*Exercise requirements*. Retype the forum thread on broody hens below word for word, from its title through its final sentence.

*Document section*.
--*--

# Broody hens



## myhppyndng5221 (Apr 4, 2015)

So once again this year at my house, we have 7 broody hens. Yippie (but not really). They are sitting on huge nests of eggs. We have had 4 chicks hatch so far, and another one that didn't make it right out of the shell. In the past since there is all of the eggs chicks have gotten squished and died. I'm trying to prevent it this year, but what is the best way to tell what eggs are fertile and what eggs can get tossed? Unfortunately we have dumb chickens that when a broody hen gets up from her nest, they lay their egg their quick before momma comes back, ending up with a huge nest. We have tried marking the eggs in the past, but fighting with a broody hen is no fun. Any advice?


----------



## robin416 (Sep 8, 2013)

You have two choices, block her off from everyone else or decide fighting a broody isn't so awful.

I fought the broodies which 99% of the time was more noise than pain. Wearing gloves meant there was never any pain for that time one did decide to bite.

--*--

*Data entries*.
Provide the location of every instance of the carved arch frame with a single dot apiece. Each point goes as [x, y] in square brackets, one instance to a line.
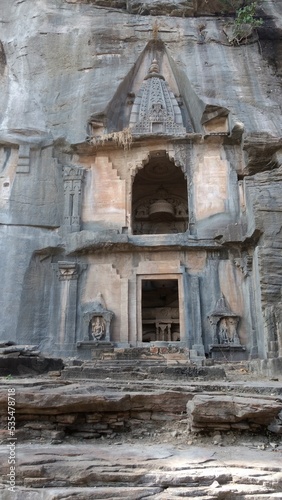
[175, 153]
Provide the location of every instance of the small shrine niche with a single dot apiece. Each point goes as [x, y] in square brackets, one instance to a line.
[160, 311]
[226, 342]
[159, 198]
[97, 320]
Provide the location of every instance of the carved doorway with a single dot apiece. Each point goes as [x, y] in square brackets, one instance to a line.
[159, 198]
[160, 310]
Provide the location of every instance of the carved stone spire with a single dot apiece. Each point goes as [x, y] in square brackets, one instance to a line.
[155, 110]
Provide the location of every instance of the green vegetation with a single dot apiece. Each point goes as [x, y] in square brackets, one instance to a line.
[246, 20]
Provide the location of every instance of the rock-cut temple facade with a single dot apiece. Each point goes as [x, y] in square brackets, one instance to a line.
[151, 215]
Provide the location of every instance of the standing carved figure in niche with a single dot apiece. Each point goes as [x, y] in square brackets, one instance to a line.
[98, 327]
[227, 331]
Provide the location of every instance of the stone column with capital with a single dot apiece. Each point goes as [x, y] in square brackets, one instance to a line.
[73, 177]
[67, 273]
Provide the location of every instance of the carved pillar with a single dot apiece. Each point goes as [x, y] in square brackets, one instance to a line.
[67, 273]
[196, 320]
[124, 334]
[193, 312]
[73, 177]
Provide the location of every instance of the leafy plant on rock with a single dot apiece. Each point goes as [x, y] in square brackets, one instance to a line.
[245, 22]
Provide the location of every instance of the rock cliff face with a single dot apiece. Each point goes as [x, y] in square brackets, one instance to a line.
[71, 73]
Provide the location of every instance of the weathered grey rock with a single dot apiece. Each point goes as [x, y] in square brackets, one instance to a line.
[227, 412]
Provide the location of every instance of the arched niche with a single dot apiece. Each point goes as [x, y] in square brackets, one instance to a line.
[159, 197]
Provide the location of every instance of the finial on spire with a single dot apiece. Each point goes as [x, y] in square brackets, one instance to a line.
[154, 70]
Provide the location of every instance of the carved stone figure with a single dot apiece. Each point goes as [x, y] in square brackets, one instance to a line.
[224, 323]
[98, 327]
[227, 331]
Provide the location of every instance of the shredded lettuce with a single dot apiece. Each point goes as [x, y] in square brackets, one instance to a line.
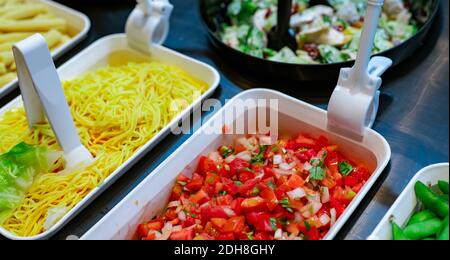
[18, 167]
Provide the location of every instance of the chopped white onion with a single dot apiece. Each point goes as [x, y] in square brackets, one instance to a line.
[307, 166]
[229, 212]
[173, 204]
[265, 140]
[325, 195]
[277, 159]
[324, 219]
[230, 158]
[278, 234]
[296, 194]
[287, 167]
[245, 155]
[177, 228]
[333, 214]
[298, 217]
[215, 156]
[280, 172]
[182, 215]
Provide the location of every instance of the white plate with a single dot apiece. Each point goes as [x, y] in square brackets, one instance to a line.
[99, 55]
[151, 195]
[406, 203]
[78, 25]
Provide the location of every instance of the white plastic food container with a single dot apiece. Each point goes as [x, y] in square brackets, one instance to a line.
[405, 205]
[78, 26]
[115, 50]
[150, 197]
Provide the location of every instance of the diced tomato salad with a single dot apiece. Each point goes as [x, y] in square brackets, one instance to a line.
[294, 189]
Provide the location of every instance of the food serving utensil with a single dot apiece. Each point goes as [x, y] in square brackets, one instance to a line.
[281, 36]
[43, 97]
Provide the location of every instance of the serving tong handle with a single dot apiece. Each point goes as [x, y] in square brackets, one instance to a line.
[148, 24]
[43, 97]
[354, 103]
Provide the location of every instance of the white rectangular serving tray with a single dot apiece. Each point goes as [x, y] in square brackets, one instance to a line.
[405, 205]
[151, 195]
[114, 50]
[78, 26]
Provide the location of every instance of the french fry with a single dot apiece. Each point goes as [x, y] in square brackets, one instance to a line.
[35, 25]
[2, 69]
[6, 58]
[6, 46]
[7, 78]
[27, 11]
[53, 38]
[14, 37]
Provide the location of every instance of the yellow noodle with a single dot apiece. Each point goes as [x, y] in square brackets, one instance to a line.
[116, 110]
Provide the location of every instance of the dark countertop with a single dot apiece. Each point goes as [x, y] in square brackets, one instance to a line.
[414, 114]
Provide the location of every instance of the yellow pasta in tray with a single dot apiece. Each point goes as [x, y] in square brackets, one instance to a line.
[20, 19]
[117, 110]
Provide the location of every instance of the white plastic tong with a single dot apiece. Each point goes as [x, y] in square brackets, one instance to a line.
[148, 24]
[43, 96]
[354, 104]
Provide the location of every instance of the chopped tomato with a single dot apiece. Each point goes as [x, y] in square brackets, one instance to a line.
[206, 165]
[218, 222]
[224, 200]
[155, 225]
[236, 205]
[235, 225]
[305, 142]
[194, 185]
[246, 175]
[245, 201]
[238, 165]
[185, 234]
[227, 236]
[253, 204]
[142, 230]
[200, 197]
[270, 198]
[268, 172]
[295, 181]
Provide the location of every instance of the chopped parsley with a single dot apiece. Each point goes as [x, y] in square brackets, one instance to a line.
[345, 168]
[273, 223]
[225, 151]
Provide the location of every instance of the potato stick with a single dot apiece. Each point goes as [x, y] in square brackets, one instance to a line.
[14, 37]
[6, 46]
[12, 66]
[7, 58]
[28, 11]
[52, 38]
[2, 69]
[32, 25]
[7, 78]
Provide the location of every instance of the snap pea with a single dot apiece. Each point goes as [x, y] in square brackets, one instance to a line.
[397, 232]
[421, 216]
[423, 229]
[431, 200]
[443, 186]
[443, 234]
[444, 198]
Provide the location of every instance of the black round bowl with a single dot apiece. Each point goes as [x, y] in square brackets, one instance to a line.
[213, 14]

--*--

*Worked answer*.
# Broody hens



## myhppyndng5221 (Apr 4, 2015)

So once again this year at my house, we have 7 broody hens. Yippie (but not really). They are sitting on huge nests of eggs. We have had 4 chicks hatch so far, and another one that didn't make it right out of the shell. In the past since there is all of the eggs chicks have gotten squished and died. I'm trying to prevent it this year, but what is the best way to tell what eggs are fertile and what eggs can get tossed? Unfortunately we have dumb chickens that when a broody hen gets up from her nest, they lay their egg their quick before momma comes back, ending up with a huge nest. We have tried marking the eggs in the past, but fighting with a broody hen is no fun. Any advice?


----------



## robin416 (Sep 8, 2013)

You have two choices, block her off from everyone else or decide fighting a broody isn't so awful.

I fought the broodies which 99% of the time was more noise than pain. Wearing gloves meant there was never any pain for that time one did decide to bite.